Return the records in full, exactly as given.

- - - - -

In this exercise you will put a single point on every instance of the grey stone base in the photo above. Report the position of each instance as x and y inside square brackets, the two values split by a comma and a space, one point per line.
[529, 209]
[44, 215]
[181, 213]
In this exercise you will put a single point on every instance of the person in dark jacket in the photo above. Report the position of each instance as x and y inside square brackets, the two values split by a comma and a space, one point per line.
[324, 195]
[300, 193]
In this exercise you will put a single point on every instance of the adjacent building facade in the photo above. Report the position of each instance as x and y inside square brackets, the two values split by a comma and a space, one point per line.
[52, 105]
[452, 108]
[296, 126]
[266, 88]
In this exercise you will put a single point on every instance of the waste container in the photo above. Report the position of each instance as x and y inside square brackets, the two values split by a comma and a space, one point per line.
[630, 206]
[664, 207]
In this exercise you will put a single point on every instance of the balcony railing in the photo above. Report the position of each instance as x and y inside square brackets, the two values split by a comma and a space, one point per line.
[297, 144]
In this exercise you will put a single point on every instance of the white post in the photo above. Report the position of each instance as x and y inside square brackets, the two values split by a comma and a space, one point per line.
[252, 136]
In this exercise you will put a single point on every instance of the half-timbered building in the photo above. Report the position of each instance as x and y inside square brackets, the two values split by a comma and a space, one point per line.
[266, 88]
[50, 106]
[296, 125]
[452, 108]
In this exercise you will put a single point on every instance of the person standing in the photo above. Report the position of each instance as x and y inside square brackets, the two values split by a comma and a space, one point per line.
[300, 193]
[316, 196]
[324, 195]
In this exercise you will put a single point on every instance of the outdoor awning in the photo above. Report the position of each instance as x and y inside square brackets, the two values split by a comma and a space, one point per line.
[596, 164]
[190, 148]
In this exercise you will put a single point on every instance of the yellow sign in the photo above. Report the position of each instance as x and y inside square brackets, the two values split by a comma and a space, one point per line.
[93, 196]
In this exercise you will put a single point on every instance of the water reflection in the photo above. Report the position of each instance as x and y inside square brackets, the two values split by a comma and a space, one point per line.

- - - - -

Output of the task:
In this exercise you will put a single point on every instance of the grey stone base in the photo above. Report the position of each instance as x and y inside square brackets, the two values split by a comma and a space, one point per line.
[529, 209]
[44, 215]
[181, 213]
In this exercise you will put a single point on every instance of the person in dark jacket in the photo above. Report the position of each instance as x and y inside square brackets, the two values split by a comma and a space, one point per line.
[324, 195]
[300, 193]
In this exercise you will put a single point on every instance of the adjacent building facade in the photo above. Report the position of each instance as x and y inside square brackets, the two values split by a comma and a space, one point per line.
[52, 105]
[452, 108]
[296, 126]
[266, 88]
In this exercise you will put a single point on every instance of the waste container in the photo above. Report the position of each instance as x and y inside square brackets, the two values split by a comma and a space, one point per line.
[630, 206]
[664, 207]
In this exercise you will put a single point on every instance of the balcony railing in the photo above. Report the position of each instance as x and y inside square brackets, the two values split by a comma and a space, one point per line.
[297, 144]
In this exercise you will put a single point on every instance of the white post in the photo above. Report the position of each instance as x and y inside square brackets, the two values split by a comma and a space, one point per line.
[252, 136]
In this exercise you will put a single point on every instance of the half-timbered building in the photo above. Report the position of each instance as x and y inside square brackets, the two values split by a comma and a space, one point per line.
[266, 88]
[50, 106]
[296, 125]
[452, 108]
In this exercise you will put a single point on every instance of the person standing in the photo above. Report the position of each instance as x and y inside square brackets, the two values split by a comma and a space, one point per line.
[300, 193]
[316, 196]
[324, 195]
In this exercise you will put a single point on every instance of the outdoor awning in the photo above. Report the position of each instance as x and y inside square brackets, the two values split by a comma and a space, one point per line.
[596, 164]
[190, 148]
In this exercise you will put a single point on every instance of the yellow sign in the photo above. Report the position of each instance as x and y inside square brackets, the two values split by a comma and a space, one point per line.
[93, 196]
In this exercise you will put a single point on every instance of the water reflection in the photo above. Report the position of each instance as x and y inside square brackets, the two values split by a comma and a space, one point per line.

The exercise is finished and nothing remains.